* [Given information]:
• • • • • • •

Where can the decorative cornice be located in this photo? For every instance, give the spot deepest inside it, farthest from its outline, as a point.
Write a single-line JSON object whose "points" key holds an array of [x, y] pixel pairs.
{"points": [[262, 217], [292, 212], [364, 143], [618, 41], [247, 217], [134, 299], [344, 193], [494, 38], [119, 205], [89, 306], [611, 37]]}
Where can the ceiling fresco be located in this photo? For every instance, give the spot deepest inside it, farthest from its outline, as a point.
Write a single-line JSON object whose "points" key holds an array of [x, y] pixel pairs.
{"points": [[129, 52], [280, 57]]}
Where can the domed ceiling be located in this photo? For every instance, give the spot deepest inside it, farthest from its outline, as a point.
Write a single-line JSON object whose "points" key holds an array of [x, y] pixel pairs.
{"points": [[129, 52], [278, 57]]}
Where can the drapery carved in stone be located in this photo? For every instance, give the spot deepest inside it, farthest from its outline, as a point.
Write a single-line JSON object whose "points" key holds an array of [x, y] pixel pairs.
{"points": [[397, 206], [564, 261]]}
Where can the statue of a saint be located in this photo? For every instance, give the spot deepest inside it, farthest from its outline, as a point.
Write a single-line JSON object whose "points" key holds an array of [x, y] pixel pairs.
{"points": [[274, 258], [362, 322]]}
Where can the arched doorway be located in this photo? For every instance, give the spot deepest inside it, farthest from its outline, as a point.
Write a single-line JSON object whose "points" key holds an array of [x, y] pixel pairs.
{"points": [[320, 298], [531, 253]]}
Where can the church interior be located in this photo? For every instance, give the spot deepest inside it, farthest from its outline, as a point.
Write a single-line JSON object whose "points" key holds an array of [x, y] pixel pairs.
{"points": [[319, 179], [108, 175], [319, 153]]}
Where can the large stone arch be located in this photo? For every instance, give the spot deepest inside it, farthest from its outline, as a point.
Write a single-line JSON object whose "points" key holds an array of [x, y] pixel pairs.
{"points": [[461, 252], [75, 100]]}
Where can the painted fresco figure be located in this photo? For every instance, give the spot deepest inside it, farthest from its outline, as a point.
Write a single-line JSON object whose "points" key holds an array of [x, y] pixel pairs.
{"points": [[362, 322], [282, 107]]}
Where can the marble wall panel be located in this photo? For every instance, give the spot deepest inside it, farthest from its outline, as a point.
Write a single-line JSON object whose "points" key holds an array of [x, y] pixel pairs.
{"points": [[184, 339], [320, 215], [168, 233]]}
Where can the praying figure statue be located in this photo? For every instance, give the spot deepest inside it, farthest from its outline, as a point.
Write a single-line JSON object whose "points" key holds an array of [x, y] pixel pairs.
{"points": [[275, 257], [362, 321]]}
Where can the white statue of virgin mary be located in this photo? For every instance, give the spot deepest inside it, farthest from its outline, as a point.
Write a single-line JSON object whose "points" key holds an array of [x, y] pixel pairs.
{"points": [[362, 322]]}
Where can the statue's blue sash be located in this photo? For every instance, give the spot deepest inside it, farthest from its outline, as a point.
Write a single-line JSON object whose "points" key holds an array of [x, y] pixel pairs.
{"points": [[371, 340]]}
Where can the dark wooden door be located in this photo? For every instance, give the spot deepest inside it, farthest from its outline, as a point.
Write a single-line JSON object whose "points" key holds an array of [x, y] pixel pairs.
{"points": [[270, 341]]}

• • • • • • •

* [Task goal]:
Provide an exact reproduction of all the entries shown above.

* [Solution for this problem]:
Where can the decorative cornice be located in this photo? For every instance, give the spot deepest inside it, farthest from its outline, as a point.
Write a single-line JSON object whose "points" key holds an array of [x, y] pixel pairs.
{"points": [[262, 217], [292, 212], [364, 143], [618, 41], [247, 217], [134, 299], [344, 193], [494, 38], [119, 205], [89, 306], [611, 37]]}
Where can the ceiling fresco be located in this photo? For every instance, give the spot deepest inside it, farthest from its outline, as a point.
Write a single-line JSON object whose "points" key holds an array of [x, y] pixel pairs.
{"points": [[129, 52], [280, 57]]}
Where can the domed ceiling be located in this photo? For every instance, give the spot deepest inside it, farthest from its outline, as a point.
Write a single-line JSON object whose "points" key holds an array of [x, y] pixel pairs.
{"points": [[129, 52], [278, 57]]}
Where can the drapery carved in stone be located in this photo? For every instance, give the spot deepest inside it, farthest from its outline, as a point.
Write a single-line JSON object whose "points" key holds an array of [x, y] pixel pairs.
{"points": [[397, 206], [564, 261]]}
Where can the statue of a saint be located in this photo? For every instance, give the spot deepest inside it, farthest from its outline, as a point.
Write a single-line JSON object whose "points" key holds an array of [x, y] pixel pairs.
{"points": [[274, 258], [362, 322]]}
Where can the arched doorway be located in this photo? For every instance, give the spot deepest inside it, farthest from its outline, as a point.
Write a single-line JSON object whose "points" key holds an array of [x, y] pixel pairs.
{"points": [[320, 298], [531, 253]]}
Where can the church interior be located in this photo? For every instance, give the spot deepest inside it, farthest from its outline, as a point.
Write a single-line JSON object whose "points" key holds an array of [x, y] pixel pairs.
{"points": [[319, 179], [108, 175], [319, 153]]}
Where can the large stone arch be located in this photo? For every instance, give the spot deepest inside it, farthest from its outline, as a point.
Write a single-line JSON object whose "points" key holds an array of [x, y] pixel pairs.
{"points": [[461, 252], [75, 100]]}
Where can the painted fresco figure be located in this photo? For every instance, give the spot deepest inside it, farthest from its outline, as a point.
Write a single-line JSON object whose "points" key holds an array of [x, y] pixel pairs.
{"points": [[362, 322], [282, 107]]}
Where can the marble wall panel be located in this photo? For every instance, give the spot deepest inside it, farthest from its outline, as a point.
Write a single-line JSON object whose "points" key holds an array of [x, y] pixel pairs.
{"points": [[184, 339], [320, 215], [168, 233]]}
Where can the praying figure statue be located in this photo? For every instance, give the spot deepest inside it, farthest from its outline, as a point.
Write a single-line JSON object whose "points" key holds an array of [x, y] pixel pairs.
{"points": [[275, 257], [362, 321]]}
Where can the white statue of virgin mary be located in this photo? For every instance, give the spot deepest inside it, farthest from its outline, as a point.
Write a single-line JSON object whose "points" key holds an array of [x, y] pixel pairs.
{"points": [[362, 322]]}
Where can the statue's blue sash be located in this photo? For every instance, give the spot deepest inside it, farthest from its outline, as a point.
Write a single-line JSON object whose "points" key holds an array of [x, y] pixel pairs.
{"points": [[371, 340]]}
Where can the dark wooden door be located in this photo? For every instance, give the spot deepest inside it, farthest from its outline, as a point.
Write a single-line JSON object whose "points" key holds an array of [x, y] pixel pairs.
{"points": [[270, 341]]}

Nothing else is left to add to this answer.